- ZIEL:
Suche aus dem folgenden Material jede Zeile heraus, die die Zeichenfolge „window“ enthält, und gib diese Zeilen unverändert wieder.

___ BEREITGESTELLTES MATERIAL ___

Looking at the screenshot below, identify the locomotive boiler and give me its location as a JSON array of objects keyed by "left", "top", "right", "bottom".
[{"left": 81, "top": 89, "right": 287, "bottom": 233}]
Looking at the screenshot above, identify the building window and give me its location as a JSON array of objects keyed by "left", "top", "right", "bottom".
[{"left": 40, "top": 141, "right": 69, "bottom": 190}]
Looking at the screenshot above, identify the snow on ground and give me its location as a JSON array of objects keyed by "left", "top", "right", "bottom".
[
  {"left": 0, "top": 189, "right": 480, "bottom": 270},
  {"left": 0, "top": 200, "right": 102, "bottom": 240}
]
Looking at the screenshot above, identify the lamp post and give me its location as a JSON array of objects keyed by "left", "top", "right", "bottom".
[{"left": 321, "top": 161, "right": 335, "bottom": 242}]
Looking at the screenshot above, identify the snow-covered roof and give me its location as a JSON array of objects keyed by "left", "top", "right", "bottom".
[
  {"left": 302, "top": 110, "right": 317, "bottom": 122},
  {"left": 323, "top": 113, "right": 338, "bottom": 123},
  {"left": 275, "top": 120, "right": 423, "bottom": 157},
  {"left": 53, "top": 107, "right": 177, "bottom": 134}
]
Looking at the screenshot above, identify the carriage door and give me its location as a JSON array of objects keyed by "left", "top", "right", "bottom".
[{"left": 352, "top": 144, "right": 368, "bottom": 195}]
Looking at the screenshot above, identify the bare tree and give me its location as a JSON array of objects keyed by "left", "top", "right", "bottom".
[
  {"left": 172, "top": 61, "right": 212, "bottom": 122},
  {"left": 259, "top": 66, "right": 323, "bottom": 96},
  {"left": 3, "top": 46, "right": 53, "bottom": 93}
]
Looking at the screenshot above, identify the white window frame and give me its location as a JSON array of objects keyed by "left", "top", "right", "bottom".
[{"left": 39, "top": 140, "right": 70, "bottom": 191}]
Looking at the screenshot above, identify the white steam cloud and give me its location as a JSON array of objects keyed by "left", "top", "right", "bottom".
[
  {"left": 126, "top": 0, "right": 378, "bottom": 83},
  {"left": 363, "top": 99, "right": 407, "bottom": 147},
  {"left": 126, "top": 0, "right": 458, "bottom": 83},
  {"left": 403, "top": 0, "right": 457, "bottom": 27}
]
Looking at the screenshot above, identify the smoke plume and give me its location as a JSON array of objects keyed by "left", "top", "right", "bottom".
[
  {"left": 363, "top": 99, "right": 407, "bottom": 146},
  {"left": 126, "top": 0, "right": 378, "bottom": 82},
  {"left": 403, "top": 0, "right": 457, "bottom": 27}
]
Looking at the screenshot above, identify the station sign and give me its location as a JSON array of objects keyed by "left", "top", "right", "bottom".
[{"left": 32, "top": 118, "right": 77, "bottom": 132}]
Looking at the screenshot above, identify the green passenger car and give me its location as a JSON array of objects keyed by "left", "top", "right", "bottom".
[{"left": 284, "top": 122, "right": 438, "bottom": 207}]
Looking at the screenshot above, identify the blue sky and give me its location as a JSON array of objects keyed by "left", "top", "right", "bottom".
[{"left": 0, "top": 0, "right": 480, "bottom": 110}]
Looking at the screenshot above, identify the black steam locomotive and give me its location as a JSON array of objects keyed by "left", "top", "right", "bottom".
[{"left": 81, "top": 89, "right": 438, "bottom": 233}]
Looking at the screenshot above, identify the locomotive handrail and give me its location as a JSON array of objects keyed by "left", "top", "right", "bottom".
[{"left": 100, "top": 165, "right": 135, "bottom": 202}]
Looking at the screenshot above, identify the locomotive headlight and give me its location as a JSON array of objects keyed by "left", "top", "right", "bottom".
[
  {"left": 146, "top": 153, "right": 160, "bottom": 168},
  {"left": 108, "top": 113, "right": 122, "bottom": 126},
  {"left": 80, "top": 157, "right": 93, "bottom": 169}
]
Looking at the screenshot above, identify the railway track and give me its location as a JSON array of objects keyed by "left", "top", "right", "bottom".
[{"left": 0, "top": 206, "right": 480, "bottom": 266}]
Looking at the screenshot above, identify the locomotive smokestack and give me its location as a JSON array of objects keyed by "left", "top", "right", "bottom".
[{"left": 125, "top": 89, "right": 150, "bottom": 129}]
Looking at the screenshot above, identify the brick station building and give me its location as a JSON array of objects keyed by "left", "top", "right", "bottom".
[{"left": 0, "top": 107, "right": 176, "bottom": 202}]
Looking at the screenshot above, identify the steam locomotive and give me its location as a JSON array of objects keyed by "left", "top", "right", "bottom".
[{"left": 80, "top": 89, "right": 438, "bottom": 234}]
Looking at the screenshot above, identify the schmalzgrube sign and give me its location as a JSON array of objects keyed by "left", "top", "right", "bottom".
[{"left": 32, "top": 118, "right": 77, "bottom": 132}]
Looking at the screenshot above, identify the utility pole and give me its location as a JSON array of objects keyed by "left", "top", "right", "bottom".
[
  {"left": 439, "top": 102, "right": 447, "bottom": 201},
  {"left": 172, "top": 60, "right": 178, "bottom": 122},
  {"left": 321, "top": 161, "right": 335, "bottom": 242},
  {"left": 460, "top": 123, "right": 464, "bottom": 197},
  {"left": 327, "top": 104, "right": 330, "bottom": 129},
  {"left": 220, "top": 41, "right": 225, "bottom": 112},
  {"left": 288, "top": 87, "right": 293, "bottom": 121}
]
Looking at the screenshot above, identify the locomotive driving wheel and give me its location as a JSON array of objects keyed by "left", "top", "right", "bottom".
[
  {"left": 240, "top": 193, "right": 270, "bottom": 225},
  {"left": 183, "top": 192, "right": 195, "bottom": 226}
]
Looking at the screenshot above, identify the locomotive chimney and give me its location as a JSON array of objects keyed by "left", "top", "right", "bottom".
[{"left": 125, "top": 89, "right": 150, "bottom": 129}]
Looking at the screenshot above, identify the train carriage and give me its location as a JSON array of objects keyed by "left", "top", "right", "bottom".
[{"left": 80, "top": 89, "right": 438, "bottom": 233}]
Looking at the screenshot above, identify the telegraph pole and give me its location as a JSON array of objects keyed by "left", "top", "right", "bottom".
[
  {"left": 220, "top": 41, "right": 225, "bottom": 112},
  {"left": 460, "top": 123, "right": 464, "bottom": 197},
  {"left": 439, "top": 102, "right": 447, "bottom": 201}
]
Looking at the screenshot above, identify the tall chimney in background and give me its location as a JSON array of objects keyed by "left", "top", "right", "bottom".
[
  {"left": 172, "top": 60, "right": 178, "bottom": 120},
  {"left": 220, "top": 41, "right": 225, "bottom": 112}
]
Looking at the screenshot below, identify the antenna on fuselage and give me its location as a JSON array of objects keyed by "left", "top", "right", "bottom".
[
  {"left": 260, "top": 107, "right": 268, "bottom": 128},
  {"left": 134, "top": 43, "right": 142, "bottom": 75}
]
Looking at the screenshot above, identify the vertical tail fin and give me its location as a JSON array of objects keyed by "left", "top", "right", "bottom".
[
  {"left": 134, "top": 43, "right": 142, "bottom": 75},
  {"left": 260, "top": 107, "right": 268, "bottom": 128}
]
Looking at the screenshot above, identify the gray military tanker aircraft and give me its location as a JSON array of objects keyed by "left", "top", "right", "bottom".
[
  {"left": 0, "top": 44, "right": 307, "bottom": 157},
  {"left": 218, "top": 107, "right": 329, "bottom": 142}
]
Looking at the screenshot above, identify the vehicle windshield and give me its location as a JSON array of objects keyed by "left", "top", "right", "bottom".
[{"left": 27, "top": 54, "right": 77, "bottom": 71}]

___

- ANTWORT:
Looking at the screenshot above, identify the building window and give me its location as a JSON array of objects keyed by "left", "top", "right", "bottom".
Looking at the screenshot above, identify the white window frame and give me its location as a JSON array of objects keyed by "left", "top", "right", "bottom".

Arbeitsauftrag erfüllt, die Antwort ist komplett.